■ Problem to solve ■
Can you condense the review's paragraph that begins "Margaret Forster, best known" into a shorter version that keeps its main facts?

■ Selected extract ■
Margaret Forster, best known for Elizabeth Barret Browning : a biography and Daphne du Maurier : The Secret Life of the Renowned Storyteller, presents us a novel in the guise of an edited diary of an ordinary woman, whose life spans the entire twentieth century. Born in 1901, Millicent King starts writing a personal diary on 26 November 1914, when she is just 13 years, recording the dramas of her life till the age of 94.
Starting on the eve of the first World War, the diary entries reveal the thoughts of an intelligent and extremely self-willed adolescent girl, her first crush, her preoccupations and her complaints against life, as she is forced to start dealing with the horrible realities of life. The family, touched by war several times during the narrative goes through a period of financial crisis, but survives to see some good times, as does Millicent who grows into a smart, independent career woman in the 1920s and 1930s. As a young adult Millicent’s professional experiences range from teaching in a school to being a governess for young girls, of which she befriends the latter for life. As she strikes out more and more on her own, refusing to “settle down” like society expected her, seeking adventure in her love life, I sunk deeper into the narrative, marveling at how so many of the dilemmas she faced back then are those of so many women even today.

Region annotation entries

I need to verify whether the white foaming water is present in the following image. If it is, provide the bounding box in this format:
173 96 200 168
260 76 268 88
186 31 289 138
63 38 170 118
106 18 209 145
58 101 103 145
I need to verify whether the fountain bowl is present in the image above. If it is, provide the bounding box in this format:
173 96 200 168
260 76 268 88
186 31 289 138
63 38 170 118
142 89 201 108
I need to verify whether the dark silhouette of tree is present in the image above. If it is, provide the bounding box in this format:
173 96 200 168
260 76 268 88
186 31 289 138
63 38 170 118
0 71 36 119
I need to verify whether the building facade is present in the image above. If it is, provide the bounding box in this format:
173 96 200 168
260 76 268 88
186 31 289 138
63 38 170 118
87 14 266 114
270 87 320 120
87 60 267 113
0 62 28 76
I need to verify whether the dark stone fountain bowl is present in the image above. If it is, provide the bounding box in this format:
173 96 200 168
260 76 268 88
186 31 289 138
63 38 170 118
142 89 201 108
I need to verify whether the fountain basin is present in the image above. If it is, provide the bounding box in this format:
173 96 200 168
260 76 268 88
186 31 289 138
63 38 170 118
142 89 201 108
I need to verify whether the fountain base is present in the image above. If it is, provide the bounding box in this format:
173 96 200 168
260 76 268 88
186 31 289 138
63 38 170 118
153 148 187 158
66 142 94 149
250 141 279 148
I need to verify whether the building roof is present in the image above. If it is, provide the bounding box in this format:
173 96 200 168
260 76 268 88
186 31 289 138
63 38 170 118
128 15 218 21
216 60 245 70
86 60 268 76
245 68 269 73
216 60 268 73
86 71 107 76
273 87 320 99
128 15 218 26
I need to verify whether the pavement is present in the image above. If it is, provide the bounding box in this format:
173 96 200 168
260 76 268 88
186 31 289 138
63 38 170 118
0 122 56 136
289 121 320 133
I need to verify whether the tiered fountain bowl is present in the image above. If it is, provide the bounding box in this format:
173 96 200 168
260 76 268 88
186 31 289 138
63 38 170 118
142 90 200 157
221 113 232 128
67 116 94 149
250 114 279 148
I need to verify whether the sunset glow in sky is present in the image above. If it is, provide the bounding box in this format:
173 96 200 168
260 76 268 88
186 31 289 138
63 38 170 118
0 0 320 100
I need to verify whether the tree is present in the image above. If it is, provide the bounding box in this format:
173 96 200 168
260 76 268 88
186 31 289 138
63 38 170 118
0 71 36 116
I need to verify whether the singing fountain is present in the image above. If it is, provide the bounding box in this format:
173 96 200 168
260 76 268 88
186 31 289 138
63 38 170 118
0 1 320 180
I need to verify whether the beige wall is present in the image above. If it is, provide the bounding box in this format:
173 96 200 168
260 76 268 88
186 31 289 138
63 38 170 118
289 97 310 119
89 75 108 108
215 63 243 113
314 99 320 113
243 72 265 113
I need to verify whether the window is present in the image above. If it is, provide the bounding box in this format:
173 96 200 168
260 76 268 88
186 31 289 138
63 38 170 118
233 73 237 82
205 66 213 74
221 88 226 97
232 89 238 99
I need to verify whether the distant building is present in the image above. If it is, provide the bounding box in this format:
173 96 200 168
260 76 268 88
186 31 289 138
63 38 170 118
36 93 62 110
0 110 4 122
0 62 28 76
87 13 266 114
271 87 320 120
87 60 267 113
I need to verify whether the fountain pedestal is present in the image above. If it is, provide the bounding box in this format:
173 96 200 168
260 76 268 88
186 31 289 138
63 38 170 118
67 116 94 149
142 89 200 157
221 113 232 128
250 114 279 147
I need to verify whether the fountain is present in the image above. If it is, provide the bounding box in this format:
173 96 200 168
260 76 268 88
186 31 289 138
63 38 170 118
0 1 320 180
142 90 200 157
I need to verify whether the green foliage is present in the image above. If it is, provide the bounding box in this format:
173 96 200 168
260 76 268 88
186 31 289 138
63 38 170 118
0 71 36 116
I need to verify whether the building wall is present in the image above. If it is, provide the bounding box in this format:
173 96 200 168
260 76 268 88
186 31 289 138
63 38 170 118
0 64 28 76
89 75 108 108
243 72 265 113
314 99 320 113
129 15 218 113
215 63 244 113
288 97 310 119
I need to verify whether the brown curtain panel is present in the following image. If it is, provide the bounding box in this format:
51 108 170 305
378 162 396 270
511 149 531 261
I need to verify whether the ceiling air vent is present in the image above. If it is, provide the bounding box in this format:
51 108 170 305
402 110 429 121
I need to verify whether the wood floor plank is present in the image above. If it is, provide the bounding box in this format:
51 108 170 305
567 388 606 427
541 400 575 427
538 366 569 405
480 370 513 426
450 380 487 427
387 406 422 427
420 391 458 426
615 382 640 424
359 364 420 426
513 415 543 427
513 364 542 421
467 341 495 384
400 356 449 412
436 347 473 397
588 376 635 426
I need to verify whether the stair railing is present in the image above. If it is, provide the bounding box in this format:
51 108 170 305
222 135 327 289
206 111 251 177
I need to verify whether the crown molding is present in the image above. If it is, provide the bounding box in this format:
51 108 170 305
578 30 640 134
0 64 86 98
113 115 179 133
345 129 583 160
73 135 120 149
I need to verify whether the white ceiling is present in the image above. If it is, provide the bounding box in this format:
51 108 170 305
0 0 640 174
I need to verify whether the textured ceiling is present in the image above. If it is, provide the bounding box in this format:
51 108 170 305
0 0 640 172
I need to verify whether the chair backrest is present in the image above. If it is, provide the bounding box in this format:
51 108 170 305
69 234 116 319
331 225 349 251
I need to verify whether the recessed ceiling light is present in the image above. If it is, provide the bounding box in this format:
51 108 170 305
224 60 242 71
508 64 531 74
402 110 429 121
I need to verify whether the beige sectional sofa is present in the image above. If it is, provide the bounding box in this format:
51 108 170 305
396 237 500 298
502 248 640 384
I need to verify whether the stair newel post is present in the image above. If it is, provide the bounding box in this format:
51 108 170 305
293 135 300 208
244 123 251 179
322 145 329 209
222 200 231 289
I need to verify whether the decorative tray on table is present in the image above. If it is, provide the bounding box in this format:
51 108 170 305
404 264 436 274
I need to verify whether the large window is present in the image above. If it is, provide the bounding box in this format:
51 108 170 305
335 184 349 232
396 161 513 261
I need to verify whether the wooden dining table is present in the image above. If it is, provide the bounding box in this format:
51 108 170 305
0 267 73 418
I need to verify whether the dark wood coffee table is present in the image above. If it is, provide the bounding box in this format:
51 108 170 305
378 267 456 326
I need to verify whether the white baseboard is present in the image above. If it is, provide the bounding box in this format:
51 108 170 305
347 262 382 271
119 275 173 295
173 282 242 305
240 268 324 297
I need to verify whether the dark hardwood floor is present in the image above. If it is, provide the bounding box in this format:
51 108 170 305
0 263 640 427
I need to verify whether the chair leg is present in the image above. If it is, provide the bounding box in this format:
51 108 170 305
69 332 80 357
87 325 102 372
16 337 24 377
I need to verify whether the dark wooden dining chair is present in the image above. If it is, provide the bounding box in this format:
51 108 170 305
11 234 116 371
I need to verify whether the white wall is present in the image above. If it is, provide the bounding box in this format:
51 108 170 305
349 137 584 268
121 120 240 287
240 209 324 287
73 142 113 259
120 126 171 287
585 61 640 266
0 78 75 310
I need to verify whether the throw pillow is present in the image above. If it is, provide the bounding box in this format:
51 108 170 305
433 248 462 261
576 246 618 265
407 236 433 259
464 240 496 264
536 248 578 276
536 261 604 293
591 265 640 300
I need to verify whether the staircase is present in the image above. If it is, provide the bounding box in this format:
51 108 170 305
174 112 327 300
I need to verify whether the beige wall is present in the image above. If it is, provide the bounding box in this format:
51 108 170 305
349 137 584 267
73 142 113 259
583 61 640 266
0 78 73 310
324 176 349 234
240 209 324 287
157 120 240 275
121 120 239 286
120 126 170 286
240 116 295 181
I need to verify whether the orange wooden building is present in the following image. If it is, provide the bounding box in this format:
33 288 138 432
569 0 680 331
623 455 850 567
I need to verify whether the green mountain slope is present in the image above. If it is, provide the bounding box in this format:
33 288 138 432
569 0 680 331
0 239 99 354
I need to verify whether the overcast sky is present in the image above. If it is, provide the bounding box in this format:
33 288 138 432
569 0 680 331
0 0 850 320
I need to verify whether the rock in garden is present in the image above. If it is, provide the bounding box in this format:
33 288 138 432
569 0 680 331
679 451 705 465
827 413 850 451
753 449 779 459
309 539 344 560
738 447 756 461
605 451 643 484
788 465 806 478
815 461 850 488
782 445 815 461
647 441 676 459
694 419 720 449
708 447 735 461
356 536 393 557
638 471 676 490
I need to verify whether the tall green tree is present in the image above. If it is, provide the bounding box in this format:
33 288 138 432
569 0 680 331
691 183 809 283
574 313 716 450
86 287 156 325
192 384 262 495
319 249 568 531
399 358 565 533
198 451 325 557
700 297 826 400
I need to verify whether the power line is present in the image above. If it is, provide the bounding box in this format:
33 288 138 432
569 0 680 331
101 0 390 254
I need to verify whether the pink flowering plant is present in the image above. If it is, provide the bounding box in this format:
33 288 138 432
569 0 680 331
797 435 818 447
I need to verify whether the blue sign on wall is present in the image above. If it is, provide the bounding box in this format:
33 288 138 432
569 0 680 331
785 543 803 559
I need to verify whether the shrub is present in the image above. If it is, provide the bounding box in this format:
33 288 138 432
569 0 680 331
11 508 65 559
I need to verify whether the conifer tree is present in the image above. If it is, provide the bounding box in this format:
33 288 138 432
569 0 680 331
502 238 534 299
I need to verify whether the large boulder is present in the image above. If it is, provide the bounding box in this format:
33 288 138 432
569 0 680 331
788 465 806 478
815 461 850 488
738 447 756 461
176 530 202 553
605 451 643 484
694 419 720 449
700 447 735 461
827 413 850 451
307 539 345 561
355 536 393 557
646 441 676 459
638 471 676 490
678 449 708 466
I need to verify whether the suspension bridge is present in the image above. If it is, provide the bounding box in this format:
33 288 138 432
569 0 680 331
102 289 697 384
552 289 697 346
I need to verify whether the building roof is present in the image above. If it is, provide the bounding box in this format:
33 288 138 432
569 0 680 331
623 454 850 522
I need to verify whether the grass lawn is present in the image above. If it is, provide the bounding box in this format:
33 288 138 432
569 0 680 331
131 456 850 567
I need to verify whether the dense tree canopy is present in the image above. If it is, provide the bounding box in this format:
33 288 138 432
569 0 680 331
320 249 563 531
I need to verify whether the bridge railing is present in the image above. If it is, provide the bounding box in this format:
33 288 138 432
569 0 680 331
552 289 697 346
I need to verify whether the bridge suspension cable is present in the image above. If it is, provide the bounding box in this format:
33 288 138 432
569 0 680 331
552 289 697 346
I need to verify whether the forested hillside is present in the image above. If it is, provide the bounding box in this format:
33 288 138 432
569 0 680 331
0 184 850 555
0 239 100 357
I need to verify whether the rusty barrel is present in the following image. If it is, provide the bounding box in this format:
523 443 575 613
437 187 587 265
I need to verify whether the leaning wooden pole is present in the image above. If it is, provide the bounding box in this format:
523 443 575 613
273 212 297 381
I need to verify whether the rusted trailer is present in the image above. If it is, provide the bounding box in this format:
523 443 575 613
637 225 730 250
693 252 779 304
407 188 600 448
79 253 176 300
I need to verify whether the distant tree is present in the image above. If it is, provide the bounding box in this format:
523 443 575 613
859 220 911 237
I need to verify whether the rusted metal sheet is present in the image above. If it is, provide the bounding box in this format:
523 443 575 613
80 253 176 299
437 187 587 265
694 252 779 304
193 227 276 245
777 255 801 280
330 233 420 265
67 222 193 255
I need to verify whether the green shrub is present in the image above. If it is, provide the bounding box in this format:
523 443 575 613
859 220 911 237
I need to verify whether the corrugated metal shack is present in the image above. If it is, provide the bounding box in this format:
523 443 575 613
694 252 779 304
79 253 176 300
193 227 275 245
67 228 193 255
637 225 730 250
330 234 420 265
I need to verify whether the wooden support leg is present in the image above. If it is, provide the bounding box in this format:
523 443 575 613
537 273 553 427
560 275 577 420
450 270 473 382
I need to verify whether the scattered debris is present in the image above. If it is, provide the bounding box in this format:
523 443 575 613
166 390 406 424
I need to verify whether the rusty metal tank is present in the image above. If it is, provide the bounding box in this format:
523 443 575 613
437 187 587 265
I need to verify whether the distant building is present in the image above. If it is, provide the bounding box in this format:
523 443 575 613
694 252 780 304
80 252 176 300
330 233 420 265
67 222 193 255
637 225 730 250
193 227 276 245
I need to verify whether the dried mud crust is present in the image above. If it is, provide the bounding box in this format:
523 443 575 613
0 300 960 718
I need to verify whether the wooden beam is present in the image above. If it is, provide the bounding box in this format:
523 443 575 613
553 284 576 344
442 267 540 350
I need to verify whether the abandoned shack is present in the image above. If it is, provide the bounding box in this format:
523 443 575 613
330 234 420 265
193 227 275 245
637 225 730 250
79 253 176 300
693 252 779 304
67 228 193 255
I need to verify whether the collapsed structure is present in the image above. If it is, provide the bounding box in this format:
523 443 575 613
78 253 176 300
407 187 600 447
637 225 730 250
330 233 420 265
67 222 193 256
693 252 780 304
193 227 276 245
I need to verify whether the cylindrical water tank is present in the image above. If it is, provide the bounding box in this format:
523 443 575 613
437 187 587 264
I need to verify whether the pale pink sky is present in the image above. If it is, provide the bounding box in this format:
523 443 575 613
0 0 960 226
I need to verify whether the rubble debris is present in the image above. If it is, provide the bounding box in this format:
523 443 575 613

■ Exercise result ■
Margaret Forster, known for her biographies of Elizabeth Barret Browning and Daphne du Maurier, presents a novel framed as the edited diary of an ordinary woman whose life spans the entire twentieth century. Millicent King, born in 1901, starts the diary on 26 November 1914 at age 13 and records her life until she is 94.